1 – Tendo o tribunal proferido decisão mediante a qual declarou que a instituição de crédito mutuante cumpriu a sua obrigação de integração dos executados mutuários em PERSI e, consequentemente, que não se verificava, em relação a estes, a excepção dilatória inominada insanável que decorreria do incumprimento daquela obrigação, ficou imediatamente esgotado o seu poder jurisdicional quanto a essa matéria.
2 – Consequentemente, a posterior prolação de uma decisão que, declarando que a instituição de crédito mutuante não demonstrou ter comunicado validamente, aos executados mutuários, a extinção do PERSI, julgou verificada a excepção dilatória inominada insanável daí decorrente, violou o disposto no n.º 1 do artigo 613.º do CPC.
(Sumário do Relator)
Execução sumária para pagamento de quantia certa.
Exequente/recorrente: (…) 2, SARL.
Executados/recorridos: (…) e (…).
As conclusões do recurso são as seguintes:
1. A sentença recorrida viola o disposto nos artigos 613.º e 620.º do CPC.
2. Por sentença de 16.11.2023, foi julgada procedente a excepção dilatória inominada de cumprimento do PERSI apenas quanto aos fiadores, prosseguindo a execução quanto aos restantes.
3. Na sentença de 16.11.2023, julga o tribunal a quo:
«É insofismável que é sobre a exequente que impende o ónus de demonstrar a integração do cliente bancário no PERSI, por tal ser uma “específica condição de ação cuja inexistência conduz à carência da ação” – cfr. o Acórdão proferido pelo Tribunal da Relação do Porto no processo n.º. 4097/14.8TBMTS.P1.
Ora, esse ónus a aqui exequente observou quanto aos executados/ mutuários (…) e (…), mas reconheceu expressamente não poder satisfazer quanto aos demais executados, aceitando as consequências de tal.»
4. No que respeita aos executados/fiadores (…) e (…) e apenas «quanto a eles» «a extinção da presente execução.»
5. A decisão proferida em 16.11.2023 não mereceu reclamação ou recurso e transitou em julgado.
6. E com ela os executados se conformando e tanto assim é que em 15.03.2025 veio o executado aceitar que o bem dado em garantia à exequente seja vendido à melhor proposta e transferida a parte do preço que couber a massa insolvente da co-mutuária!
7. Transitada em julgado, nos termos do artigo 613.º do CPC, o tribunal a quo deixou de ter poder jurisdicional para conhecimento da matéria atinente ao cumprimento do PERSI.
8. E a decisão de 16.11.2023 faz caso julgado formal, ou seja, tem força obrigatória no processo – artigo 620.º do CPC.
9. Tendo o que é apelidado pelo Sr. Prof. José Lebre de Freitas «efeito preclusivo intraprocessual» (cit. «um Polvo Chamado Autoridade do Caso Julgado», Revista da Ordem dos Advogados III-IV, 2019).

_Secção de dados:_
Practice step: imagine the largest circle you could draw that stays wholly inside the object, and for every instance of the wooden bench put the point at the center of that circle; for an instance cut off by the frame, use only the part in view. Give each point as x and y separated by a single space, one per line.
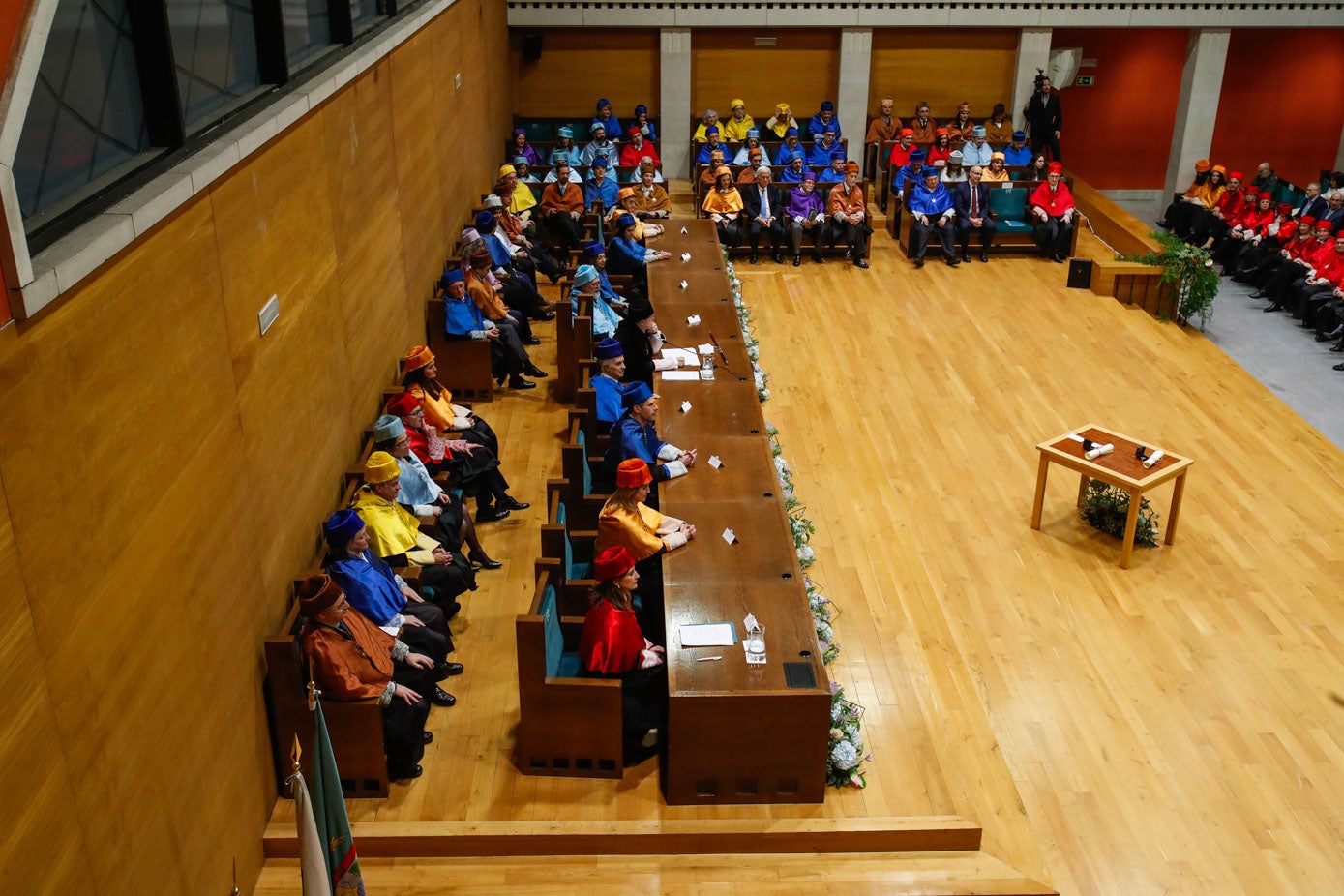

_Tarefa:_ No texto sobre o PERSI, indique, por favor, os números de todas as conclusões do recurso que referem expressamente a data 16.11.2023.

_Resposta:_ 2, 3, 5 e 8.